━━━━━ INPUT RECORDS ━━━━━
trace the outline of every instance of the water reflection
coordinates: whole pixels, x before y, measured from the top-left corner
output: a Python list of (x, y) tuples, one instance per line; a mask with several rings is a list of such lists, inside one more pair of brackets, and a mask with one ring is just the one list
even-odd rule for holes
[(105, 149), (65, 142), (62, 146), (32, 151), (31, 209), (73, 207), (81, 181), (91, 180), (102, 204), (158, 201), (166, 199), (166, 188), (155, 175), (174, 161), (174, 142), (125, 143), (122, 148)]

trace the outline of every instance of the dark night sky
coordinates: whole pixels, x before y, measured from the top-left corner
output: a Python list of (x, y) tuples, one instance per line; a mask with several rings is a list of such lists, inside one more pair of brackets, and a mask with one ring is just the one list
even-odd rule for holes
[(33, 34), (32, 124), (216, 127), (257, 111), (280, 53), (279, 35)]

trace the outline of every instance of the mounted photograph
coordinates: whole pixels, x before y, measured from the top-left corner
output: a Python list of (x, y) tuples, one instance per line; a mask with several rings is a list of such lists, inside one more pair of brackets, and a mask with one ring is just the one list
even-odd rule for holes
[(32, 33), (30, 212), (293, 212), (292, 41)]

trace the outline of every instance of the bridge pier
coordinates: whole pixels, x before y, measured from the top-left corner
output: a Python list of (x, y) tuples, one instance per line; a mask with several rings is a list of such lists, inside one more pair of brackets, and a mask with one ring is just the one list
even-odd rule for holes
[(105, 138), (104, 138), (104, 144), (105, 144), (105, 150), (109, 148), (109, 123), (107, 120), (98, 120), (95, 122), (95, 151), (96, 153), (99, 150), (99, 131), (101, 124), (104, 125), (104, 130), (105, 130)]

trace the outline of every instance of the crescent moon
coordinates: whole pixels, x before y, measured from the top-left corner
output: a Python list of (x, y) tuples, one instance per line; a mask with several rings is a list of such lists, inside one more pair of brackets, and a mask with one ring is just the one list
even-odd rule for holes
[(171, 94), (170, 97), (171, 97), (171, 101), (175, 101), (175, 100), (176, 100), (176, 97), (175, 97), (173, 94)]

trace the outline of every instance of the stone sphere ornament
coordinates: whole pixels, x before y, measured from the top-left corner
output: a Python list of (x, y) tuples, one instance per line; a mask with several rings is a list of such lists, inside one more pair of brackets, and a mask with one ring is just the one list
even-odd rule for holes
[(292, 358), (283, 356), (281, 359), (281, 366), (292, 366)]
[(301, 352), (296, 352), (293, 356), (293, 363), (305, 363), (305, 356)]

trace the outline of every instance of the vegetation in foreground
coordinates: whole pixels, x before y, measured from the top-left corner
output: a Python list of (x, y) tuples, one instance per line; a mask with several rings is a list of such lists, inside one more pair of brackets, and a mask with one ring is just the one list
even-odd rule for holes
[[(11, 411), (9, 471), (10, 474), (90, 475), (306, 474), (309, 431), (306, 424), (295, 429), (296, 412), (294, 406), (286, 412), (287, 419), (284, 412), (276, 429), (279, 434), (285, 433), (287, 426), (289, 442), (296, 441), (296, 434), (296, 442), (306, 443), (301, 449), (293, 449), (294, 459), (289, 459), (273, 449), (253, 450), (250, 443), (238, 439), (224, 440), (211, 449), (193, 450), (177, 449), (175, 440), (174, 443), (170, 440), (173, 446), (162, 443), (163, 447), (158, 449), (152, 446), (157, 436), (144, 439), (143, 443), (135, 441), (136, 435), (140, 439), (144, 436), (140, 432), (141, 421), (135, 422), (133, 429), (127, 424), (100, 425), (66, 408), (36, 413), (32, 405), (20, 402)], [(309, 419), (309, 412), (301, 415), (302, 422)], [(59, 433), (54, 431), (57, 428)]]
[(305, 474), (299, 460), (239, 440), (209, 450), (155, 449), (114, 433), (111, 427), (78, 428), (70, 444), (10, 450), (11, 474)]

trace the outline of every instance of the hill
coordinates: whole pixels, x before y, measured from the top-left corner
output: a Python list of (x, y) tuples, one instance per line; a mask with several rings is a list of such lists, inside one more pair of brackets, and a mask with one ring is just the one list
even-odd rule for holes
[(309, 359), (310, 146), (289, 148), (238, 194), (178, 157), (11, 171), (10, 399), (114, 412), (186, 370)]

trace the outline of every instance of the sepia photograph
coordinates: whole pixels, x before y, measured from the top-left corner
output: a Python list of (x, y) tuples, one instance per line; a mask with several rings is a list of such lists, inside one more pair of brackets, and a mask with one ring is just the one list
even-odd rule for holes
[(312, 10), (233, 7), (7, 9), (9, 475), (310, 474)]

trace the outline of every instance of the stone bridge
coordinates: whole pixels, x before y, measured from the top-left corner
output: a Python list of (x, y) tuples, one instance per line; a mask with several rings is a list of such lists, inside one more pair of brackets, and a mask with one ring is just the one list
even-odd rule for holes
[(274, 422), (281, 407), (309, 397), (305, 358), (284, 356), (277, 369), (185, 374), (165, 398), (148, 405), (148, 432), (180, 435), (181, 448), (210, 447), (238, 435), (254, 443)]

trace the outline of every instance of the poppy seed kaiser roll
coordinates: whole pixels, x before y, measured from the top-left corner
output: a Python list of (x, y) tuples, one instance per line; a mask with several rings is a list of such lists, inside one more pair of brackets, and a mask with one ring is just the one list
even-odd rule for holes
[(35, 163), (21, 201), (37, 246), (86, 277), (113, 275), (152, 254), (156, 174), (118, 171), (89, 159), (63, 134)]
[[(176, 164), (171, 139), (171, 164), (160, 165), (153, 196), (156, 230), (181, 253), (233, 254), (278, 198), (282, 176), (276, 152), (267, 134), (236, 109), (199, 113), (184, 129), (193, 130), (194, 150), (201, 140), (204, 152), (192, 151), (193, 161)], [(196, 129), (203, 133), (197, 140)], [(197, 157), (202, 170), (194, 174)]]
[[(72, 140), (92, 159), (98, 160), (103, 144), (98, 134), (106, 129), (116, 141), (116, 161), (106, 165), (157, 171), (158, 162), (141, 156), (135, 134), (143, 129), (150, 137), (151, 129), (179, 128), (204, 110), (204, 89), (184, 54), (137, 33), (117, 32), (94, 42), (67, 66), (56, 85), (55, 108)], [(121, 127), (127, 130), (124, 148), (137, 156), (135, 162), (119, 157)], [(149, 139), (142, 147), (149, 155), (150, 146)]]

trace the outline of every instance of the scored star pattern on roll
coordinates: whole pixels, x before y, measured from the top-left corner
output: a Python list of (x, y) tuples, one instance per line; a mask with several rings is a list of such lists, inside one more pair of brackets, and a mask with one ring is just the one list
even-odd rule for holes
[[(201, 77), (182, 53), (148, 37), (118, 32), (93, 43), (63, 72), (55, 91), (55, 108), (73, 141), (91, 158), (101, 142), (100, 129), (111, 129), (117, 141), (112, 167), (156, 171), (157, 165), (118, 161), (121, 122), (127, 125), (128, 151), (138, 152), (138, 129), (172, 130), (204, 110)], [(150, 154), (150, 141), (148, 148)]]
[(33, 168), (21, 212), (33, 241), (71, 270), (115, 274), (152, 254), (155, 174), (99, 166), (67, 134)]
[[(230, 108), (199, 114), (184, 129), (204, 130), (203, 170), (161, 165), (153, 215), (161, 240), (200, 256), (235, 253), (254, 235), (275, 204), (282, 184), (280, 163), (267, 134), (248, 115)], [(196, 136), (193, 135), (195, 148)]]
━━━━━
EXERCISE INSTRUCTIONS:
What is needed is the number of lines in the entries that contain the word "stone", written alone.

ANSWER TO THIS TASK:
2